Harnessing Big Data for Identifying Atrial Fibrillation

Robert K. Altman; Jonathan S. Steinberg


Europace. 2019;21(9):1283 

The last decade has seen significant strides in the prevention of systemic embolism and stroke due to atrial fibrillation (AF) in the form of safe, convenient, and effective antithrombotic therapy. However, in part because many patients have undiagnosed AF and thus no protective anticoagulant therapy, the arrhythmia remains a significant cause of stroke. Up to 37% of patients younger than 75 years old presenting with a first stroke and no prior history of cardiovascular disease have stroke as the initial manifestation of AF.[1] Observations such as this suggest an opportunity to pre-identify patients with AF before the potentially devastating effects of stroke.

Except in those patients who have already had an embolic event,[2] population screening for AF has had mixed results[3] in part because the definition of at-risk patient populations has proved challenging. For instance, a model utilizing the Framingham Heart Study population had only modest predictive value with a C statistic of 0.67, meaning that up to a third of patients would be mischaracterized in this model.[4] This is comparable to most other prediction models for AF thus far developed.

THE DATA =>

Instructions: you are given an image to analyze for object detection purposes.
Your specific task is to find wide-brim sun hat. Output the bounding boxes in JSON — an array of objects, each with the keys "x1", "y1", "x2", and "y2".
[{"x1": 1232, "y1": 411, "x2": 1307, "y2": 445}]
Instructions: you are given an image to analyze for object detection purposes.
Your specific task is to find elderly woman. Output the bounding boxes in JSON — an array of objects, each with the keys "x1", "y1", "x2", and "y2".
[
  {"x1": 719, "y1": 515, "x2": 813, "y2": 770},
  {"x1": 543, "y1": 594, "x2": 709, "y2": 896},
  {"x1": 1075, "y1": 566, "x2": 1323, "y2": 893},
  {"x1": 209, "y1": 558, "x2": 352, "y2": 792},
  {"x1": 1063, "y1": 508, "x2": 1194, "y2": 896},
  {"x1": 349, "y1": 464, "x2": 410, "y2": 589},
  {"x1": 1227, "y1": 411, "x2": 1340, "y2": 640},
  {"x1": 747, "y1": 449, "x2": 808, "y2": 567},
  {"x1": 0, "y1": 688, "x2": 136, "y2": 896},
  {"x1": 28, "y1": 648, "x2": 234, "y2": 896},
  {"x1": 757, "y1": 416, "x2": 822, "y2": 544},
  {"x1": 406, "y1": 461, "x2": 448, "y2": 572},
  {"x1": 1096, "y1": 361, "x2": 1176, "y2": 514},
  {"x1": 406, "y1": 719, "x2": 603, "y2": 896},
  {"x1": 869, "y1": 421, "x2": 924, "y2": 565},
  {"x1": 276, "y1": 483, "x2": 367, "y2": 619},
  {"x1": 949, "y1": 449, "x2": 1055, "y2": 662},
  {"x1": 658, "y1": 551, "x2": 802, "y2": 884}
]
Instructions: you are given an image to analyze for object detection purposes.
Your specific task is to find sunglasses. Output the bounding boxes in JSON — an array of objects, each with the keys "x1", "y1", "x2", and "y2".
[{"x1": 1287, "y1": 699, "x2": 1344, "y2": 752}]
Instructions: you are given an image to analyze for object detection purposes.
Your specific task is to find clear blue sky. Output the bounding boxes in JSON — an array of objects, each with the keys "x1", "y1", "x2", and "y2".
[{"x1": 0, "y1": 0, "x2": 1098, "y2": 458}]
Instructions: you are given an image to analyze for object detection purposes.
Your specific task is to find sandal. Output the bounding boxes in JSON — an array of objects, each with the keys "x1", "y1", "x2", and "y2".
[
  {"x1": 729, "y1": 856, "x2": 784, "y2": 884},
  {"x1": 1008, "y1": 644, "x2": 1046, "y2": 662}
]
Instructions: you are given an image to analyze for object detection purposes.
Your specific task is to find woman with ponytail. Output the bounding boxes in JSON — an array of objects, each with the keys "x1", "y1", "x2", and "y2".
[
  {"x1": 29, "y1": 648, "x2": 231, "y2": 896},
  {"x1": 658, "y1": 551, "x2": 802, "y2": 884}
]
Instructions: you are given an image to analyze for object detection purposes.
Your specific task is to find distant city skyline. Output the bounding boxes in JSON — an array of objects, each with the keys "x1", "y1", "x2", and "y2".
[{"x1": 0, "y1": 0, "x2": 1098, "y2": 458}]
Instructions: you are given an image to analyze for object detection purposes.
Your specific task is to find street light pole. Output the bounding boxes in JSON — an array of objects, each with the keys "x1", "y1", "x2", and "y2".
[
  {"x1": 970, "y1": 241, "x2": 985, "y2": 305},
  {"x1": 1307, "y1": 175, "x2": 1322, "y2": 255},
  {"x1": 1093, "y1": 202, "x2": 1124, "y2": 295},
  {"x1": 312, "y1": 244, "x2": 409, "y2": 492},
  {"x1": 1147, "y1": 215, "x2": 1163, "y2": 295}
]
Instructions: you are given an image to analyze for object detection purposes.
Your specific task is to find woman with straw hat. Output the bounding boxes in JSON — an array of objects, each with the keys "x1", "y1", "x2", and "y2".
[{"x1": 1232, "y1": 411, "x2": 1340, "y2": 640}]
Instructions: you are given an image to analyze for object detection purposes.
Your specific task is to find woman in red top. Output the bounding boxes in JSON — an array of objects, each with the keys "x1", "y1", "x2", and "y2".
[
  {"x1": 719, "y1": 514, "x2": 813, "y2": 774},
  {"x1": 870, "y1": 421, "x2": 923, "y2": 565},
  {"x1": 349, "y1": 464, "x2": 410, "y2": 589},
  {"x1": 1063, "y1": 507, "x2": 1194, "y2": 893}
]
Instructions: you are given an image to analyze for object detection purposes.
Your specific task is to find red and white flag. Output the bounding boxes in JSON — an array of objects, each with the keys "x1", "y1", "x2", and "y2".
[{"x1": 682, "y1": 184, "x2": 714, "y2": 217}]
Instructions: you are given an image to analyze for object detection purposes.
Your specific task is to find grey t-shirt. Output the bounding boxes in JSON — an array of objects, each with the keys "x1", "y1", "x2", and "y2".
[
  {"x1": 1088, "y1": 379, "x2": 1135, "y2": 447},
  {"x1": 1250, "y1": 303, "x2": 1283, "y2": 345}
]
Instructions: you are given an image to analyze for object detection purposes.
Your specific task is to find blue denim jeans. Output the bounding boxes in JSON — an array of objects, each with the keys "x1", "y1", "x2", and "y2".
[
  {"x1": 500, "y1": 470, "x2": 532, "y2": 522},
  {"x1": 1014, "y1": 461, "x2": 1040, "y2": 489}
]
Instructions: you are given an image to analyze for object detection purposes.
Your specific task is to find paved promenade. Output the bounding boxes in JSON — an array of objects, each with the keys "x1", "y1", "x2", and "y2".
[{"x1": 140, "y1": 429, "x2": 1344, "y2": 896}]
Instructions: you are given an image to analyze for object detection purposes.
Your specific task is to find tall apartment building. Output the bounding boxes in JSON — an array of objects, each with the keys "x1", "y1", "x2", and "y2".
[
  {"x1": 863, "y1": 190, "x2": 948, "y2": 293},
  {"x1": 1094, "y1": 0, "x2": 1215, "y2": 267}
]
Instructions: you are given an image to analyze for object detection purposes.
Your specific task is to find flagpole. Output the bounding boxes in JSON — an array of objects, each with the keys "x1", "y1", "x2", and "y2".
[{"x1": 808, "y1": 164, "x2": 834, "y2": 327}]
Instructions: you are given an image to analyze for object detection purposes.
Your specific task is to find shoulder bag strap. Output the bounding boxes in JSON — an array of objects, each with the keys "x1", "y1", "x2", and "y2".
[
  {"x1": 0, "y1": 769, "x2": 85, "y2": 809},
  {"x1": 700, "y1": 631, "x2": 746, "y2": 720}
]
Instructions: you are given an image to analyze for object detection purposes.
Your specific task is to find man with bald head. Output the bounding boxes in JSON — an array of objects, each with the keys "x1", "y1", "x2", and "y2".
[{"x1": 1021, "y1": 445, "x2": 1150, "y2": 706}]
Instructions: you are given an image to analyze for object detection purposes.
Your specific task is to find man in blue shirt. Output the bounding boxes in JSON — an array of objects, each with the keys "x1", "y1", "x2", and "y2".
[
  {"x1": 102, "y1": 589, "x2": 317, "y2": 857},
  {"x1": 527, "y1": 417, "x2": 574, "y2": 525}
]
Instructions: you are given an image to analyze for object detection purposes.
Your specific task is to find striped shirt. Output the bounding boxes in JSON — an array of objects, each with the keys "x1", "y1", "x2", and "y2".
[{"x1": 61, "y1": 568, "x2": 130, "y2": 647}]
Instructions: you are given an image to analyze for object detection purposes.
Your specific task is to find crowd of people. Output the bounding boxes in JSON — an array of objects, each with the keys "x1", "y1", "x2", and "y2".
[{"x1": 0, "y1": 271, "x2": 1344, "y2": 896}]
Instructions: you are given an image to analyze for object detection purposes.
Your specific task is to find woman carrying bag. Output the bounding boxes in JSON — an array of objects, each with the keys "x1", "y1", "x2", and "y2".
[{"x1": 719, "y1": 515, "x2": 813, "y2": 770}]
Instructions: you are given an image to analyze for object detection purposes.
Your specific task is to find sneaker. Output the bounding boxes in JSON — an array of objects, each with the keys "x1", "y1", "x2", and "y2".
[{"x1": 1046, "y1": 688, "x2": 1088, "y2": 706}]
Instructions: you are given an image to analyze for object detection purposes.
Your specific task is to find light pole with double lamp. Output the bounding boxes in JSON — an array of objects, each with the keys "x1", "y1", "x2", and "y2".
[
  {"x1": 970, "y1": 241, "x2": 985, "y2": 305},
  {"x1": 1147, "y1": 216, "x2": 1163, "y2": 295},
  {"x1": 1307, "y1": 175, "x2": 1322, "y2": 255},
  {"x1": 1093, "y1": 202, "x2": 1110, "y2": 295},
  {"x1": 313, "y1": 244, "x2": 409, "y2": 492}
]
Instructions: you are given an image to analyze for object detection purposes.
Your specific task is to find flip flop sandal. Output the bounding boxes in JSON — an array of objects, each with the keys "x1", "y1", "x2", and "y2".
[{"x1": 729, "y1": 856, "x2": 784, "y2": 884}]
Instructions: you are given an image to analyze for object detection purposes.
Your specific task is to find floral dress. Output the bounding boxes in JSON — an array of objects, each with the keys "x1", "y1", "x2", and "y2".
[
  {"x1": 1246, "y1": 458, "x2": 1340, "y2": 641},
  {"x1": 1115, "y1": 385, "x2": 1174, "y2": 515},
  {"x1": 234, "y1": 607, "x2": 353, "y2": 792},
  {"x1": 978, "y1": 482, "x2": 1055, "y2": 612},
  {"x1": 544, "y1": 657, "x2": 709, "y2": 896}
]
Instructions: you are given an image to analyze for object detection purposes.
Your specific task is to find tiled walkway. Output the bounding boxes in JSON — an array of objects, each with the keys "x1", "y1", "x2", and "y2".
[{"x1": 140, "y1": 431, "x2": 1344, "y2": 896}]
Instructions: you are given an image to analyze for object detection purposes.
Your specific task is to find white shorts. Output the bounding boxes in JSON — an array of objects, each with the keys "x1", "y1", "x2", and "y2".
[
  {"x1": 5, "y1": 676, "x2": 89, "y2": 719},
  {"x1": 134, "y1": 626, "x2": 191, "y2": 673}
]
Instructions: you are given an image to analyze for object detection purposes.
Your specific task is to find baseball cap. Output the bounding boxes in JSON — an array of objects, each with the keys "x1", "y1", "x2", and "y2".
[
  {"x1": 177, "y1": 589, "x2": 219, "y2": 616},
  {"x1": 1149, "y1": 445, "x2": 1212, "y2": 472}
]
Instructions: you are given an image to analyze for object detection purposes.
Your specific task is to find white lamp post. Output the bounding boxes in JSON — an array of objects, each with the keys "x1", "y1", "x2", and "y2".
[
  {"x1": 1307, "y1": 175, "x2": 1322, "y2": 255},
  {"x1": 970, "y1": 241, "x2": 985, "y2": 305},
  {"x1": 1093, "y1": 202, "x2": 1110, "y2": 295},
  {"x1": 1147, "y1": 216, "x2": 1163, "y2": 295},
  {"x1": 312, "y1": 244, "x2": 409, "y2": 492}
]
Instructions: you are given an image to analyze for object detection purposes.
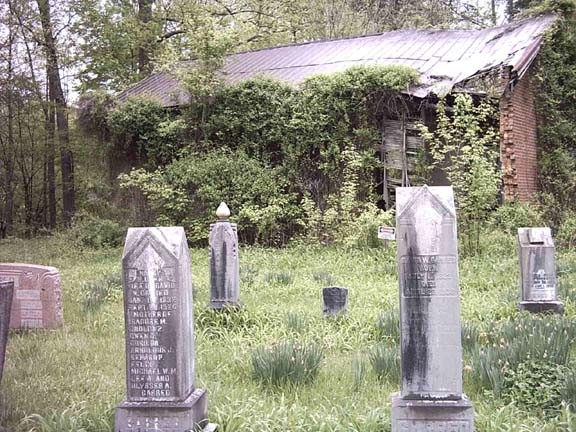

PROBLEM STATEMENT => Reproduce the full text on using big data to identify atrial fibrillation, word for word from the title through the final sentence.

REPLY =>
Harnessing Big Data for Identifying Atrial Fibrillation

Robert K. Altman; Jonathan S. Steinberg


Europace. 2019;21(9):1283 

The last decade has seen significant strides in the prevention of systemic embolism and stroke due to atrial fibrillation (AF) in the form of safe, convenient, and effective antithrombotic therapy. However, in part because many patients have undiagnosed AF and thus no protective anticoagulant therapy, the arrhythmia remains a significant cause of stroke. Up to 37% of patients younger than 75 years old presenting with a first stroke and no prior history of cardiovascular disease have stroke as the initial manifestation of AF.[1] Observations such as this suggest an opportunity to pre-identify patients with AF before the potentially devastating effects of stroke.

Except in those patients who have already had an embolic event,[2] population screening for AF has had mixed results[3] in part because the definition of at-risk patient populations has proved challenging. For instance, a model utilizing the Framingham Heart Study population had only modest predictive value with a C statistic of 0.67, meaning that up to a third of patients would be mischaracterized in this model.[4] This is comparable to most other prediction models for AF thus far developed.